EXTRACT TO READ
▽
There are sometimes delays up to 30 minutes or so due to processing of
sensor data till it makes it into my system which is also way out in the
field.  Imagine a shipping pallet full of equipment that gets air dropped
into the middle of nowhere.  That IS my network, and it has no connection to
anything but the sensors deployed with it.  Maybe on a good day I'll have a
wireless or satellite connection back to another network that may or may not
have a time server on it.   I can't ever assume this will be the case.  I
will, however, be rotating hard disks full of collected sensor data for
off-line analysis (forensic stuff) at a less remote location.  I will have
spare parts (including NTP servers) at this location that will be visited
daily.

I really only need time to one second.  Most file systems don't have any
finer granularity and we're not making scientific measurements.   We have a
system to display transient events inside of a time window that can be
arbitrarily set, but typically no wider than 15 minutes.  If the data is 15
minutes old, it's not important anymore.  If the data is 40,000 years in the
future due to a bad time stamp like when it's marked in miliseconds since
the epoch (unix time) instead of seconds, we won't ever see it since it too
is outside of my window.  If it's 4 seconds old, that's okay.  I'll see it
inside of my time window.
△
ENTRIES SUPPLIED
▽
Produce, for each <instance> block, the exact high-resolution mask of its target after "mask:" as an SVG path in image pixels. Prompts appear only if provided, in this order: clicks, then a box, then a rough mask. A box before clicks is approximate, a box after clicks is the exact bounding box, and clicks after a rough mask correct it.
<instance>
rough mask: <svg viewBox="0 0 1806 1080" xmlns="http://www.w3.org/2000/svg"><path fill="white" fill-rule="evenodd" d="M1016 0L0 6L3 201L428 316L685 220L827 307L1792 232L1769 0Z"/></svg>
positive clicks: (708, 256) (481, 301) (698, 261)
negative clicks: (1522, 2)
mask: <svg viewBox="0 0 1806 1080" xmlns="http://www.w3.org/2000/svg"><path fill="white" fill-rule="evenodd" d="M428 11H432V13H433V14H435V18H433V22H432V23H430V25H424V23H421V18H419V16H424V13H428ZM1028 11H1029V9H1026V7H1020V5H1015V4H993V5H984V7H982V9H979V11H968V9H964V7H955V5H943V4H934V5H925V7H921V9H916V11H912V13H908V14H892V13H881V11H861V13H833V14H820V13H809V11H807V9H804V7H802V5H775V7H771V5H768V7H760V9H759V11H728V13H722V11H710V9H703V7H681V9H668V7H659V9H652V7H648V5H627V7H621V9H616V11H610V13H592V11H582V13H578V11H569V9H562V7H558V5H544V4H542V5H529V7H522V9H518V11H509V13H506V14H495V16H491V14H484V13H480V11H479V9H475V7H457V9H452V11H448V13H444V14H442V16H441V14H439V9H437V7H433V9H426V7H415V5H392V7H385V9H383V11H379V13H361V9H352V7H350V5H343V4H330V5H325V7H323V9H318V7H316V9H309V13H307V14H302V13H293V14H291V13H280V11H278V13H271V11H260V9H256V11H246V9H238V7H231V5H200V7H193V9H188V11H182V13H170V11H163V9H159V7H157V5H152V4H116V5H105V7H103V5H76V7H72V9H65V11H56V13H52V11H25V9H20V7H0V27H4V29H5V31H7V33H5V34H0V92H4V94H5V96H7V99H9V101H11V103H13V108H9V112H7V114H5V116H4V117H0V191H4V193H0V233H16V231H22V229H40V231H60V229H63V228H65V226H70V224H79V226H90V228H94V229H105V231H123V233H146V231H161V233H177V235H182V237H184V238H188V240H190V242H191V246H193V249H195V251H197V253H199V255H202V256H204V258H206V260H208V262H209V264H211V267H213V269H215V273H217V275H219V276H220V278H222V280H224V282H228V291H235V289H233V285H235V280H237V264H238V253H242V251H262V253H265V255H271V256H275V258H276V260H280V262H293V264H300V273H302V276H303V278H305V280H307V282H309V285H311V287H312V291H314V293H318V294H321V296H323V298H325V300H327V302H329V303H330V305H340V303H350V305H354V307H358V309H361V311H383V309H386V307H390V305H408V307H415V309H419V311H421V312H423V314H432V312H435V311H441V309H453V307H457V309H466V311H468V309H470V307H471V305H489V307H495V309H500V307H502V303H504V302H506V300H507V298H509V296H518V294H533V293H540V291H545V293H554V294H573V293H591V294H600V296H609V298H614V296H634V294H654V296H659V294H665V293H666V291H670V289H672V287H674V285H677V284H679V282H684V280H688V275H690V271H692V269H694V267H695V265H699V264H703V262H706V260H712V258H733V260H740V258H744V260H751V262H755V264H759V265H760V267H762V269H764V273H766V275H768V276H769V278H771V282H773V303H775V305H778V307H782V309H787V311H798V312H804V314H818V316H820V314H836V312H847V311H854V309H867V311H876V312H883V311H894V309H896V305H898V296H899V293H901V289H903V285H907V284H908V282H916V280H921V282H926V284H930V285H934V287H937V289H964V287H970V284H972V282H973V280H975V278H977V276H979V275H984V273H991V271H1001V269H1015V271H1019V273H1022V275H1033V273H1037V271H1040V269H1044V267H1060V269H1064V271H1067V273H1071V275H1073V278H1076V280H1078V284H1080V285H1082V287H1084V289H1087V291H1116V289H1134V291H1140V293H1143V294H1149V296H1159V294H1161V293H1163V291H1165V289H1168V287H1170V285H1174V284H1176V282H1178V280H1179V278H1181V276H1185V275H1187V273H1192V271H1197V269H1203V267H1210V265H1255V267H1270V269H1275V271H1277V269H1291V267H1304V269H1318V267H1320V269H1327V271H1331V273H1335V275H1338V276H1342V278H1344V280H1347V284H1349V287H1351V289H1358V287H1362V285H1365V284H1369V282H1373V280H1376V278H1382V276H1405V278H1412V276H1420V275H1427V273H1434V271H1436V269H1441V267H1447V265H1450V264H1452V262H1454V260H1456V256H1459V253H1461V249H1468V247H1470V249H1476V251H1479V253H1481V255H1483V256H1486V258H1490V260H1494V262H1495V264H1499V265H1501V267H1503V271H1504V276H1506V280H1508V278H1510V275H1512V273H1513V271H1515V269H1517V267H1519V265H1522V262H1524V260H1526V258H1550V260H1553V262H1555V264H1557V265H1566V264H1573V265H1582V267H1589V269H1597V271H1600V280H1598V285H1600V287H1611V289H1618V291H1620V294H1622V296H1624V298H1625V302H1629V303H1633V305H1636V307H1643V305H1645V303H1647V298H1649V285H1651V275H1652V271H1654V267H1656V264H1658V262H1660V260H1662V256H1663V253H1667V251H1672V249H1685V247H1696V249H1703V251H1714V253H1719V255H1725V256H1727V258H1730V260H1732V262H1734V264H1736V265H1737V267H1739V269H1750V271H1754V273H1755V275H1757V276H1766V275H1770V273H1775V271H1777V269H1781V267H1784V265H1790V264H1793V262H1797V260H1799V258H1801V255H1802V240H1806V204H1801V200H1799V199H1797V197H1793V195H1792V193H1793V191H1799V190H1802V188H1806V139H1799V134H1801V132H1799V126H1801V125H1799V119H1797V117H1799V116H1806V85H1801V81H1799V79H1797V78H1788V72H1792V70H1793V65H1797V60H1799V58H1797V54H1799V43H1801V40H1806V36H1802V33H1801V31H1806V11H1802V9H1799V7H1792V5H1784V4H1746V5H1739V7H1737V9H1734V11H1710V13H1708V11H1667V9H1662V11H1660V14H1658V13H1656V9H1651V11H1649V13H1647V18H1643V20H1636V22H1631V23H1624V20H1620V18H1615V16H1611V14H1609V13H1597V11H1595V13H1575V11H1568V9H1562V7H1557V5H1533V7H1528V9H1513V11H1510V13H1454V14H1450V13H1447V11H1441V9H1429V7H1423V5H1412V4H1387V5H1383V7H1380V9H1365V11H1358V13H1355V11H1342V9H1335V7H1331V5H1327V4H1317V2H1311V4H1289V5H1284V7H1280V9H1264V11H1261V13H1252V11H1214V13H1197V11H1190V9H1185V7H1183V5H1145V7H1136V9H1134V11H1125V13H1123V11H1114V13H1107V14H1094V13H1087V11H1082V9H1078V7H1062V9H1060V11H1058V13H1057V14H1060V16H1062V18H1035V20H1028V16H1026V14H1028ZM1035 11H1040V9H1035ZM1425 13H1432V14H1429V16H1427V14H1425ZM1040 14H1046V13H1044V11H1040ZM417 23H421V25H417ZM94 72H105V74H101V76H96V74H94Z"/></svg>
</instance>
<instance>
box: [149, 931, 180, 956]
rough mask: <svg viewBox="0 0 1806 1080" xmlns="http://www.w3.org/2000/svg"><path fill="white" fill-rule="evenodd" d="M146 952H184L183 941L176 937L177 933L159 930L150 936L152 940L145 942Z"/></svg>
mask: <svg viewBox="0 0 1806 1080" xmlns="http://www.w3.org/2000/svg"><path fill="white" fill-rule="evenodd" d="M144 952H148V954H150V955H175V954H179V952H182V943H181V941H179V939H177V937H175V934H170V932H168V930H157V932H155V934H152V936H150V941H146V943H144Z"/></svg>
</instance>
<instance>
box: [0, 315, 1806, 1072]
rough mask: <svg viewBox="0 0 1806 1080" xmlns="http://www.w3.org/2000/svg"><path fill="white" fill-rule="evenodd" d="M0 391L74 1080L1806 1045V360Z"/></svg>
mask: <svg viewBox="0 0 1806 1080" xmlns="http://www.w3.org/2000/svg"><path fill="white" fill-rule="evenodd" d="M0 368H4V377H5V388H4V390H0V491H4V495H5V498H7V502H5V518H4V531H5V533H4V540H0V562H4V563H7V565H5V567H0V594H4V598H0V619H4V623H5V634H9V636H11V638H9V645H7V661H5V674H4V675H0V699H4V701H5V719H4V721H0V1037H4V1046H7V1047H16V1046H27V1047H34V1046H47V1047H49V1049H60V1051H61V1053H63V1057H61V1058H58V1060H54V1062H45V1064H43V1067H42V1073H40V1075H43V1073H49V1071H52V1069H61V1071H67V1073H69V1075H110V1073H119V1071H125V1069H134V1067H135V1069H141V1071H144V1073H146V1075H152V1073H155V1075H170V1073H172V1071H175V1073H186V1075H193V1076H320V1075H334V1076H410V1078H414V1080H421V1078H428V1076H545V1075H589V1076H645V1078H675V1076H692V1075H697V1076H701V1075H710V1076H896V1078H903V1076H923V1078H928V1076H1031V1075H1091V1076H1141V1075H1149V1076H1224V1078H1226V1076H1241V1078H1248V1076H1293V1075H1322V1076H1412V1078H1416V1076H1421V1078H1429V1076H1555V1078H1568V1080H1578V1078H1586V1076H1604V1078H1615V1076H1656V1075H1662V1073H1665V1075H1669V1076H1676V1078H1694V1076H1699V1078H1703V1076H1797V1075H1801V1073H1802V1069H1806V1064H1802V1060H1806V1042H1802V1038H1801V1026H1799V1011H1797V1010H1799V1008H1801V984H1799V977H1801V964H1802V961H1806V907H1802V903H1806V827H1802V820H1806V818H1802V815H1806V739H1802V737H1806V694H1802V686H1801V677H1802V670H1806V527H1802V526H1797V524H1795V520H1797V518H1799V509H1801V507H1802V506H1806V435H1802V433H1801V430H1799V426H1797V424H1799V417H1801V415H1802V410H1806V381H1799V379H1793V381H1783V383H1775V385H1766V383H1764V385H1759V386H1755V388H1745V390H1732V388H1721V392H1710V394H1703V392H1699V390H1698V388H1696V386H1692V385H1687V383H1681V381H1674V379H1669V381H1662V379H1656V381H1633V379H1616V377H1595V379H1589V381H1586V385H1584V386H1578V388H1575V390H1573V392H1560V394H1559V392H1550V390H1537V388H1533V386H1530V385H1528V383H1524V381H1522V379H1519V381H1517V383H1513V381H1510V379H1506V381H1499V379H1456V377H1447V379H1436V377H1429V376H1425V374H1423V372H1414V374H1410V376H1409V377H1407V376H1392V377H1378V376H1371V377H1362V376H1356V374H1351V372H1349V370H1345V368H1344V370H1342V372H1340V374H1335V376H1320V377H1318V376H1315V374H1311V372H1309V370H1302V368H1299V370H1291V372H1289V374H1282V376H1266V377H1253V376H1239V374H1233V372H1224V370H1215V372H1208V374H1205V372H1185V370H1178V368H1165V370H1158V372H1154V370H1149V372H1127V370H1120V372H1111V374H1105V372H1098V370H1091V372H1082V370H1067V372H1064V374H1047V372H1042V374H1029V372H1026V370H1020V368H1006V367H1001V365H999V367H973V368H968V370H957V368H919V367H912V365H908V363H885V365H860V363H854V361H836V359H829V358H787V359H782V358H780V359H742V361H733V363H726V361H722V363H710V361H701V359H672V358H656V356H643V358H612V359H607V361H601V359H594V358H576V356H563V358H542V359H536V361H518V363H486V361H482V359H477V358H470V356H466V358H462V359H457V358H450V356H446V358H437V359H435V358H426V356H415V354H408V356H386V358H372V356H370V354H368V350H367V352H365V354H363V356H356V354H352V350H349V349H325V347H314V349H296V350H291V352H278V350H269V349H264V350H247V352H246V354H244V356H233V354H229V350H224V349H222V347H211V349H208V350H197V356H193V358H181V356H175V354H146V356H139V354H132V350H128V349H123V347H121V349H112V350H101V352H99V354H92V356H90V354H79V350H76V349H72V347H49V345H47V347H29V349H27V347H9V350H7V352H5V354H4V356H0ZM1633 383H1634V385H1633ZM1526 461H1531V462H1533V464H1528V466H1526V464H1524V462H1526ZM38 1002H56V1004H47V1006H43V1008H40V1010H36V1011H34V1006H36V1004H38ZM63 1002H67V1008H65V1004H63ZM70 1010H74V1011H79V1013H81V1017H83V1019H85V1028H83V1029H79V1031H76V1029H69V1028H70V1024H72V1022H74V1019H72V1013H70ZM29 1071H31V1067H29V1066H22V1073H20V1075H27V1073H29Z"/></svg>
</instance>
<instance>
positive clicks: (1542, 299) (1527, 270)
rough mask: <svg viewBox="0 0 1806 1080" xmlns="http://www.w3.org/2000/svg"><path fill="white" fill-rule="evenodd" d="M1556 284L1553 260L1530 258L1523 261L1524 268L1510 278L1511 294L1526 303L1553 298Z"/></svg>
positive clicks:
△
PROBLEMS TO WORK ON
a) Update the post on timekeeping for a remote sensor network: give the passage starting at "I really only" and ending at "my time window." again, with "window" changed to "frame".
b) Turn the paragraph of the post on timekeeping for a remote sensor network that opens with "I really only need time to one second" into a short list that keeps its main facts.
c) Pick up the post on timekeeping for a remote sensor network after its final sentence and carry it on.

RESULTS OF THE EXERCISE
a)
I really only need time to one second.  Most file systems don't have any
finer granularity and we're not making scientific measurements.   We have a
system to display transient events inside of a time frame that can be
arbitrarily set, but typically no wider than 15 minutes.  If the data is 15
minutes old, it's not important anymore.  If the data is 40,000 years in the
future due to a bad time stamp like when it's marked in miliseconds since
the epoch (unix time) instead of seconds, we won't ever see it since it too
is outside of my frame.  If it's 4 seconds old, that's okay.  I'll see it
inside of my time frame.

b)
- Time accurate to one second is enough, since most file systems are no finer and the measurements are not scientific.
- A display system shows transient events within a time window that can be set freely but is typically no wider than 15 minutes.
- Data that is 15 minutes old no longer matters.
- Data stamped 40,000 years in the future by a bad timestamp, such as milliseconds since the epoch instead of seconds, falls outside the window and won't be seen.
- Data that is 4 seconds old is fine and appears inside the window.

c)
The problem with arrival times is that things I'm looking for don't happen
the instant I get alerted.  I may want to go back and look at when events
happened and compare that with when I was notified so I can see where the
bottle necks are.  If I have a 5 second delay and 5 seconds of clock drift
in the same direction, I don't see any bottleneck which is why I need to
know roughly what time it is at each sensor, computer, and server at least
to one second.  It's rare when something I'm looking for comes directly into
one of my systems.  Almost always there is some processing going on by other
teams on the project that are working independently from my team trying to
make use of some of the data in different ways.  They would then generate
the alert message into my system.  One of these teams that created data used
a TAI reference clock and the folks using this  data used UTC (as do I) and
it really caused problems since one set of sensors is saying some event
happened at a particular time and yet, there was nothing there at that time
according to other sensors.   I think in this case it was cars driving down
a street (I have no idea how they actually determine this since I just
ingest data) and another group took video data to generate tracks for
vehicles that were not there at the time the vehicle detectors said they
were.  34 second delay (TAI vs UTC) means I'm more than a half mile away
from the sensor if I'm going about 60mph.  If I'm trying to predict when a
car will be near another sensor based on bad data, we'll never be looking at
the right time.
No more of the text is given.